ESTRATTO FORNITO:
Dal 1264 questa festa viene estesa a tutta la Chiesa. È la festa
dell’Eucaristia.
In tre
modi diversi il Signore è stato ed è presente tra noi: con il suo corpo reale,
vissuto oltre duemila anni fa; con il pane consacrato, nell'eucarestia (verum
Corpus): ogni volta che i cristiani vivono la Cena, Lui è presente in mezzo a
loro; infine è presente nel “corpo” delle persone, nella persona del nostro
prossimo, dei nostri fratelli (corpus mysticum).
Questa
presenza di Cristo mette in luce una grande verità: Dio è visibile solo
attraverso un corpo. Dio ha avuto bisogno del corpo di Gesù per incarnarsi e
per rendersi visibile personalmente al mondo. Dio ha bisogno di pane e vino per
rendersi presente ogni domenica a noi. Dio vive nel corpo e sangue delle
persone, di tutto ciò che esiste, che ha vita.

DATI ARCHIVIATI:
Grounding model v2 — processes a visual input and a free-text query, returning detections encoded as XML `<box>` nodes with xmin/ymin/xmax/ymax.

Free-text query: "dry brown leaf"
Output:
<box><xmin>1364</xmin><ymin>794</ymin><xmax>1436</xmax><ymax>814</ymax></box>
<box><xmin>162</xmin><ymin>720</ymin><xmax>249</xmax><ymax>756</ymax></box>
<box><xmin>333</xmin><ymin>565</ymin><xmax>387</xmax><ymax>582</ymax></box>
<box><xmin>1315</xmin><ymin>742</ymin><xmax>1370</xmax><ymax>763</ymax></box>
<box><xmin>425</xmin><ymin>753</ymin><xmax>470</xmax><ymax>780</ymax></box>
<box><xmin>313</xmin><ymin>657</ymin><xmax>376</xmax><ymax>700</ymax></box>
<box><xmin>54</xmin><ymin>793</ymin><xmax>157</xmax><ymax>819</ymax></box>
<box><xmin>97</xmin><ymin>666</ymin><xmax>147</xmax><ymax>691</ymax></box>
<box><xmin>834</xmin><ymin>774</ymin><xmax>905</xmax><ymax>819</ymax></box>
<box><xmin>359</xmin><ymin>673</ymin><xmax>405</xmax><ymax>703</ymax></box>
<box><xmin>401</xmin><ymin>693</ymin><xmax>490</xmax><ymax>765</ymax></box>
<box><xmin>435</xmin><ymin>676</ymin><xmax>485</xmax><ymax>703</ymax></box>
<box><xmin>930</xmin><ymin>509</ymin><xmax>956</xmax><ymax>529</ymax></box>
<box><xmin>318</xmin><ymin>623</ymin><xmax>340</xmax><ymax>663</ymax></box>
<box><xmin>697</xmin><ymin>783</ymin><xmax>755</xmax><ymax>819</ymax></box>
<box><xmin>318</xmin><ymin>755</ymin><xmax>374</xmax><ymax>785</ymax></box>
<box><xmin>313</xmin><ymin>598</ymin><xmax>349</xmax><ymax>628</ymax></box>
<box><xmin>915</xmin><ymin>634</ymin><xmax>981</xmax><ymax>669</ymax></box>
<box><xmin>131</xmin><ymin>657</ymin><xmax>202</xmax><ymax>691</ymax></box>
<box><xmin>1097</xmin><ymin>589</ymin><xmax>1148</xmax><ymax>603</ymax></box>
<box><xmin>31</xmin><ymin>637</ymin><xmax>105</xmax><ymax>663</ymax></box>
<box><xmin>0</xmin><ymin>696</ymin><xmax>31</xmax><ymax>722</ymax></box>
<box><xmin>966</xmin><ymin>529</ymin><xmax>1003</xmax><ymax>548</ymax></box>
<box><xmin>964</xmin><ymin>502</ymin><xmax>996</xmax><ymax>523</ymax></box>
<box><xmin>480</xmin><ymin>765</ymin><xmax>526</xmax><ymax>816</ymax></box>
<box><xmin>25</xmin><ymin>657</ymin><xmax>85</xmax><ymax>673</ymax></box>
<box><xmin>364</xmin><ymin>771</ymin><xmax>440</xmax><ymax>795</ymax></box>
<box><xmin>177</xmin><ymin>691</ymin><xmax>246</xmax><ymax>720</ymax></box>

==

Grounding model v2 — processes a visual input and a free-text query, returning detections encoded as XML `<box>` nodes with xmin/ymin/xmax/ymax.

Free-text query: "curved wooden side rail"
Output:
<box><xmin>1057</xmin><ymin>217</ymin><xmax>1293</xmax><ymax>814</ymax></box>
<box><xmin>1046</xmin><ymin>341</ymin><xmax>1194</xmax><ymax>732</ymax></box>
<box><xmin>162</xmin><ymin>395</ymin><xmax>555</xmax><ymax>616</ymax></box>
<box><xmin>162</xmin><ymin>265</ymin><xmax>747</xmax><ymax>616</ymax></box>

...

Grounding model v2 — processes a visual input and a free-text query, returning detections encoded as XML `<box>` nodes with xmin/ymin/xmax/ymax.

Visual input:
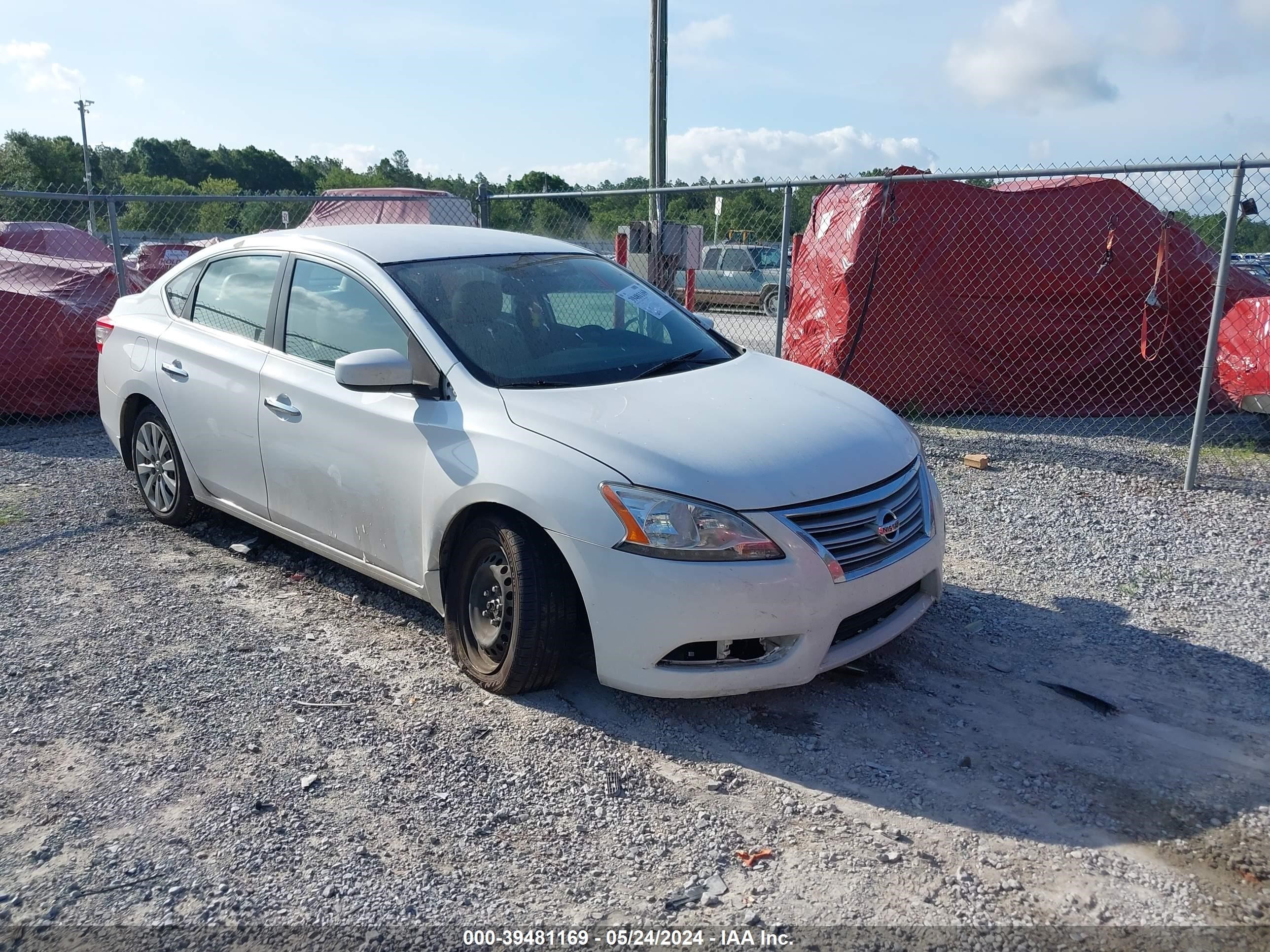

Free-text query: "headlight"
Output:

CONSEGNA: Ricopia dal brano sulla festa dell'Eucaristia la parte che comincia con le parole "Dal 1264 questa" e si chiude dopo "fratelli (corpus mysticum).".

SOLUZIONE QUI SOTTO:
Dal 1264 questa festa viene estesa a tutta la Chiesa. È la festa
dell’Eucaristia.
In tre
modi diversi il Signore è stato ed è presente tra noi: con il suo corpo reale,
vissuto oltre duemila anni fa; con il pane consacrato, nell'eucarestia (verum
Corpus): ogni volta che i cristiani vivono la Cena, Lui è presente in mezzo a
loro; infine è presente nel “corpo” delle persone, nella persona del nostro
prossimo, dei nostri fratelli (corpus mysticum).